_PROBLEM DESCRIPTION_
Omit all pictures and give the records below again exactly as written.

[Part of a data file]
━━━
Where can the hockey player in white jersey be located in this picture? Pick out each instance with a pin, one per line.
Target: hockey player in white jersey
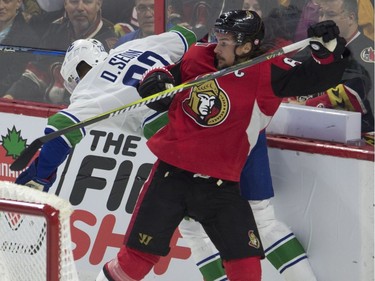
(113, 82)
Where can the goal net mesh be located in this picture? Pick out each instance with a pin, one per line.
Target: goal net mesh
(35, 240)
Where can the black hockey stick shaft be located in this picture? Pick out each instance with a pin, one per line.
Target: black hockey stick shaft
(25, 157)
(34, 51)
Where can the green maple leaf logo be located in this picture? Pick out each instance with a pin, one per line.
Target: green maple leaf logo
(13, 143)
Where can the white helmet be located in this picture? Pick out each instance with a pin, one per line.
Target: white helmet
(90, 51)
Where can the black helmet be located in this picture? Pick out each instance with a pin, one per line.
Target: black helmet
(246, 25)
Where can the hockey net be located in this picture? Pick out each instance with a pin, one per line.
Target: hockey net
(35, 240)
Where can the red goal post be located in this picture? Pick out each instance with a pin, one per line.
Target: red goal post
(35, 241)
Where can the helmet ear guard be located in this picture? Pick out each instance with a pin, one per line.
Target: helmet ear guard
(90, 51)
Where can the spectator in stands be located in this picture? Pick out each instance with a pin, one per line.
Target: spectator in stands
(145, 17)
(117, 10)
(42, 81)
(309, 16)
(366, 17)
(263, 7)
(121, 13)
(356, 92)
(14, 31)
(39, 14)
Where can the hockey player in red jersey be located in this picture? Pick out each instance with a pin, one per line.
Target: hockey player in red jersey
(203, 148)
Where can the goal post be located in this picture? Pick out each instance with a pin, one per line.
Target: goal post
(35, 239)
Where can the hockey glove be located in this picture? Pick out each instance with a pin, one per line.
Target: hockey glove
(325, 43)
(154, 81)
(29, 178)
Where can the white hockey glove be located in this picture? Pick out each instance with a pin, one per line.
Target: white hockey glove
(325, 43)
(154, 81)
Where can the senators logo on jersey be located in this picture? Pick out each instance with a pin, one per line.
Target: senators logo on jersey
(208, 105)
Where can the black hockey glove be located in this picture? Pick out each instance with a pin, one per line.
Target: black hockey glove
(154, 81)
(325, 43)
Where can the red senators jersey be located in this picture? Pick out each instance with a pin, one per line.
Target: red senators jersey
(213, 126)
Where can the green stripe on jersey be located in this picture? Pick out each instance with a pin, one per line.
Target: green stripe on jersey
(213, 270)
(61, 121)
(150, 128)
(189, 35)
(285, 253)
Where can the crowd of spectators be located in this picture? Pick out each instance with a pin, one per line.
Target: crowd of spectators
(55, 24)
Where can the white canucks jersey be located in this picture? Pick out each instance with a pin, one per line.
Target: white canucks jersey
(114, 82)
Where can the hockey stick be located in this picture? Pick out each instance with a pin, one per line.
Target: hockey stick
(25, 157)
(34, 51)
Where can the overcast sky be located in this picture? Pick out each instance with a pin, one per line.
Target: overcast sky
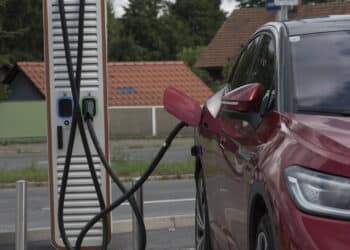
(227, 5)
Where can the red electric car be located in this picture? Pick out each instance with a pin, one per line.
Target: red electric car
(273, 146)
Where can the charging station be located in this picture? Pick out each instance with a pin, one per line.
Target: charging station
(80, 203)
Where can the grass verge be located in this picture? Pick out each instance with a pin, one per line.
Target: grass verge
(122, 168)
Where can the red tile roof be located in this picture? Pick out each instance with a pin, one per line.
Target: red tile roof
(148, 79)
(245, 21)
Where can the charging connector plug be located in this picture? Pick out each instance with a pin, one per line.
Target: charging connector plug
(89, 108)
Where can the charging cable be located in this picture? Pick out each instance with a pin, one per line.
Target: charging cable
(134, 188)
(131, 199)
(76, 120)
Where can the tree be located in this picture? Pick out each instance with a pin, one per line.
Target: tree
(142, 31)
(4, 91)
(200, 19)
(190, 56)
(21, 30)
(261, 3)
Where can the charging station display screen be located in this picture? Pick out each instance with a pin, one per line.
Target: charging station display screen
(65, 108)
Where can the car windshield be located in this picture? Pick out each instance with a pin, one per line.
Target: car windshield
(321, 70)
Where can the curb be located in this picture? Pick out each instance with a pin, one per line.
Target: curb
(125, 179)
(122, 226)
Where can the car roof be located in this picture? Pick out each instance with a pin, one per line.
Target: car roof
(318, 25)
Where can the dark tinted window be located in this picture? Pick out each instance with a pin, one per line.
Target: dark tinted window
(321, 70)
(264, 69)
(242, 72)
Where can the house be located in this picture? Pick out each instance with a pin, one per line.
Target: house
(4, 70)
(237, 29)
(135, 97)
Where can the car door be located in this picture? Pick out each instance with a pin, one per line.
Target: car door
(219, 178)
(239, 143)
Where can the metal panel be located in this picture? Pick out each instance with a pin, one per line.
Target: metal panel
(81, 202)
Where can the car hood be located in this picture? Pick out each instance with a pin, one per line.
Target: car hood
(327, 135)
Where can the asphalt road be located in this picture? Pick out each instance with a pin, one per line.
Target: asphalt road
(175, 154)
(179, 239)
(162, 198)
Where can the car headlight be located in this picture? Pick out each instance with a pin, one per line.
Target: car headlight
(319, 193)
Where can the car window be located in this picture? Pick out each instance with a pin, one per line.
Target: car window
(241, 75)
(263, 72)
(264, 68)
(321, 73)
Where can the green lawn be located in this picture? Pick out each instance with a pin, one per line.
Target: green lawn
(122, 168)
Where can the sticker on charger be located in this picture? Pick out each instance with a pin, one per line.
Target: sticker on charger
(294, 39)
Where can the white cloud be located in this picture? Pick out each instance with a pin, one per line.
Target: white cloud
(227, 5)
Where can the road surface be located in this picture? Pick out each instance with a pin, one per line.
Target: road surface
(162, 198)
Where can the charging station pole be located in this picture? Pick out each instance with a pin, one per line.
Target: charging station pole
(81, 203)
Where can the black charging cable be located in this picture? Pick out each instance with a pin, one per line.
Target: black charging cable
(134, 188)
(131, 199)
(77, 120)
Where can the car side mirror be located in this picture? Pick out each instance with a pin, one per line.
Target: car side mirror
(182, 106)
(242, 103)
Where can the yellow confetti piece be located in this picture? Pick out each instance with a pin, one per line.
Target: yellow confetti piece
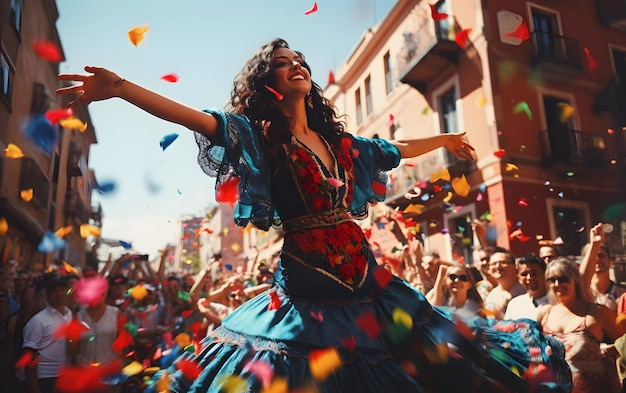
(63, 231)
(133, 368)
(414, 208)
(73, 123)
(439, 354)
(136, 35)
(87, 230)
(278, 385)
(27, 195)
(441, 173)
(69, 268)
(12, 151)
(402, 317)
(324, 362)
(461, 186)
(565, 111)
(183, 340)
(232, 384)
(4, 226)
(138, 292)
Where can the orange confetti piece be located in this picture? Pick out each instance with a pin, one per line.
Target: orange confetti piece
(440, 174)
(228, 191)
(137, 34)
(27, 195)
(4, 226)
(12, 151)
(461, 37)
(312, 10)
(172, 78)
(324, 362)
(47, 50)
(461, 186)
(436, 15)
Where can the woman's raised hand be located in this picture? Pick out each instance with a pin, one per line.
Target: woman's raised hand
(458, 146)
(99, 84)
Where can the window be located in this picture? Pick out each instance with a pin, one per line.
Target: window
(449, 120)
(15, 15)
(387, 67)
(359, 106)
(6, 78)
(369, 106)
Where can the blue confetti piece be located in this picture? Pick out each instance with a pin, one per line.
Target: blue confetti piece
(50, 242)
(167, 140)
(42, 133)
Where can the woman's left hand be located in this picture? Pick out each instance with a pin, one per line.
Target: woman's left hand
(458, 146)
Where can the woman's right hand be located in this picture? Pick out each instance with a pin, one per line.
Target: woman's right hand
━━━
_ANSWER FOR THIS EXERCISE_
Where can the hockey player in white jersey be located in this picture? Pick out each instance with a pin, one per line.
Target: hockey player in white jersey
(113, 82)
Where can the goal net mesh be located in this picture? Pick out each instance with a pin, one per line.
Target: goal net mesh
(35, 240)
Where can the black hockey stick shaft be located in this picture? Pick out each instance with a pin, one per line.
Target: black hockey stick shaft
(25, 157)
(34, 51)
Where can the green maple leaf logo be located in this picture? Pick out each instance with a pin, one per line.
Target: green maple leaf logo
(13, 143)
Where can the white helmet be located in this picture? Pick out each instance with a pin, one per line.
Target: white helmet
(90, 51)
Where can the black helmet be located in this picture? Pick out each instance with a pin, one per line.
Target: black helmet
(246, 25)
Where can the hockey net be located in this picture? Pick out each instance with a pin, one per line.
Target: hockey net
(35, 240)
Where can the red goal post be located in this picture? Pick out each instance with a pin, one per line.
Target: red goal post
(35, 241)
Where can the helmet ear guard be located in this picture? Pick out each instance with a pin, one per line.
Target: helmet ear guard
(90, 51)
Where can the spectator in stands be located in this picture? Pick out each instance with a pin, one per line.
Target: spectator in stands
(145, 17)
(117, 10)
(42, 81)
(309, 16)
(366, 17)
(263, 7)
(121, 13)
(356, 92)
(14, 31)
(39, 14)
Where can the hockey player in red jersey be located in this picture? Pick out each instance with a pin, one per line.
Target: hockey player in red jersey
(203, 148)
Where can the goal post be located in this picture? Pick out each instance with a pin, one per line.
Target: goal post
(35, 239)
Where can the hockey glove be located in this picture? Pick out each instance with a pin, one per line.
Target: hockey glove
(325, 43)
(154, 81)
(29, 178)
Where can the white hockey glove be located in this picture? Pick out each instance with a pin, one per line.
Target: white hockey glove
(325, 43)
(154, 81)
Where can the senators logo on jersey be located in this picture? Pick out each instance with a pin, one per line.
Target: senators logo on jersey
(208, 105)
Where can the black hockey glove be located in this picture? Pick out each instance with a pin, one per line.
Target: black hockey glove
(154, 81)
(325, 43)
Where can the red senators jersey be located in this picture? Pick out each instance with a pin, one per line.
Target: red senators jersey
(213, 126)
Where can the green stripe on jersey be located in this picture? Pick out each instance with a pin, one per line.
Target: green stripe on jersey
(213, 270)
(61, 121)
(150, 128)
(189, 35)
(285, 253)
Where can the crowd of spectators be located in this picture? Pick out each instance with a pin, one per line.
Target: crowd of spectators
(55, 24)
Where can the white canucks jersey be located in this picture? Pick out each instance with a pin, one per line.
Target: white canucks jersey
(114, 82)
Where can the hockey stick be located in this picture? Pick out each instance with a pin, one per line.
Target: hockey stick
(25, 157)
(34, 51)
Where can the overcast sky be located in this picture? Pick out each instance with a pin, one per line.
Target: overcast sky
(227, 5)
Where can the red electric car be located in this picture? Pick out each instance with a pin, one per line.
Target: red electric car
(273, 146)
Where can the charging station be located in this picture? Pick out each instance with a pin, one per line.
Target: charging station
(80, 203)
Where can the grass verge be located in this picture? Pick out each instance with a pin, one per line.
Target: grass verge
(122, 168)
Where can the red tile roof be located in this picture? Pick out each instance with a pin, one per line.
Target: red tile roof
(148, 79)
(245, 21)
Where can the charging connector plug be located in this picture? Pick out each instance with a pin, one per line.
Target: charging connector plug
(89, 108)
Where can the charging cable be located in this picture? Pick out each instance with a pin, one per line.
Target: charging cable
(134, 188)
(131, 199)
(76, 120)
Where can the tree be located in this picture? Pick out each instance with a pin, one per line.
Target: tree
(142, 31)
(4, 91)
(200, 19)
(190, 56)
(21, 30)
(261, 3)
Where can the charging station display screen be located in this picture? Pick out each instance with a pin, one per line.
Target: charging station display screen
(65, 108)
Where can the car windshield be located in this picture? Pick out each instance with a pin, one per line.
Target: car windshield
(321, 70)
Where can the curb be located in this picture? Pick out each instance with a pin, one per line.
Target: curb
(125, 179)
(122, 226)
Where can the car roof be located in this picture? Pick out each instance with a pin, one per line.
Target: car roof
(318, 25)
Where can the dark tinted window be located in this picture? Pick out each instance with a pin, one per line.
Target: dark tinted window
(321, 70)
(264, 69)
(242, 72)
Where can the house be located in this picture? Pick out each instance with a pin, one per line.
Target: house
(4, 70)
(237, 29)
(135, 97)
Where can the car door be located in this picture? Pick out each instance with a pin, one per line.
Target: car door
(219, 178)
(239, 143)
Where can the metal panel be located in this picture? Pick out each instance with a pin, one per line.
Target: metal panel
(81, 202)
Where can the car hood be located in this picture? Pick out each instance with a pin, one per line.
Target: car hood
(327, 135)
Where can the asphalt road be located in this picture? Pick out each instance with a pin, one per line.
Target: asphalt road
(175, 154)
(179, 239)
(162, 198)
Where can the car headlight be located in this picture? Pick out each instance with a pin, one per line.
Target: car headlight
(319, 193)
Where can the car window be located in this picture? Pick out each instance with a pin, one per line.
Target: car window
(241, 75)
(263, 72)
(264, 68)
(321, 73)
Where can the green lawn be located in this picture? Pick out each instance with a pin, one per line.
Target: green lawn
(122, 168)
Where can the sticker on charger be located in this picture? Pick out each instance with a pin, one per line.
Target: sticker on charger
(294, 39)
Where can the white cloud be located in this picture? Pick out each instance with a pin, one per line.
Target: white cloud
(227, 5)
Where can the road surface be located in this picture? Pick out each instance with a pin, one per line.
Target: road surface
(162, 198)
Where can the charging station pole be located in this picture? Pick out each instance with a pin, one per line.
Target: charging station pole
(81, 203)
Where can the black charging cable be located in this picture? Pick out each instance with a pin, one per line.
Target: black charging cable
(134, 188)
(131, 199)
(77, 120)
Where can the car side mirror be located in this picture? Pick out each instance with a pin, one per line.
Target: car side mirror
(182, 106)
(242, 103)
Where can the yellow confetti piece be located in this picture? Pick out each instance with a pin, one per line.
Target: yellow confetti piece
(63, 231)
(133, 368)
(414, 208)
(73, 123)
(439, 354)
(136, 35)
(87, 230)
(278, 385)
(27, 195)
(441, 173)
(69, 268)
(12, 151)
(402, 317)
(324, 362)
(461, 186)
(565, 111)
(183, 340)
(232, 384)
(4, 226)
(138, 292)
Where can the orange confetti piece be located in this picture? Pick out each instance with a pin, one per line.
Target: orange confetti piece
(440, 174)
(228, 191)
(137, 34)
(27, 195)
(4, 226)
(12, 151)
(461, 37)
(312, 10)
(172, 78)
(324, 362)
(47, 50)
(461, 186)
(436, 15)
Where can the woman's raised hand be located in this picture? Pick out each instance with a pin, one per line.
Target: woman's raised hand
(458, 146)
(99, 84)
Where can the window be located in this picture? Pick out each instance with a pin, one per line.
Target: window
(449, 120)
(15, 15)
(387, 67)
(359, 106)
(6, 78)
(369, 106)
Where can the blue confetti piece be located in this picture? Pick out each instance with a pin, one per line.
Target: blue confetti piece
(50, 242)
(167, 140)
(42, 133)
Where can the woman's left hand be located in this picture? Pick out each instance with a pin, one per line.
Target: woman's left hand
(458, 146)
Where can the woman's right hand be located in this picture? Pick out each instance with a pin, one per line.
Target: woman's right hand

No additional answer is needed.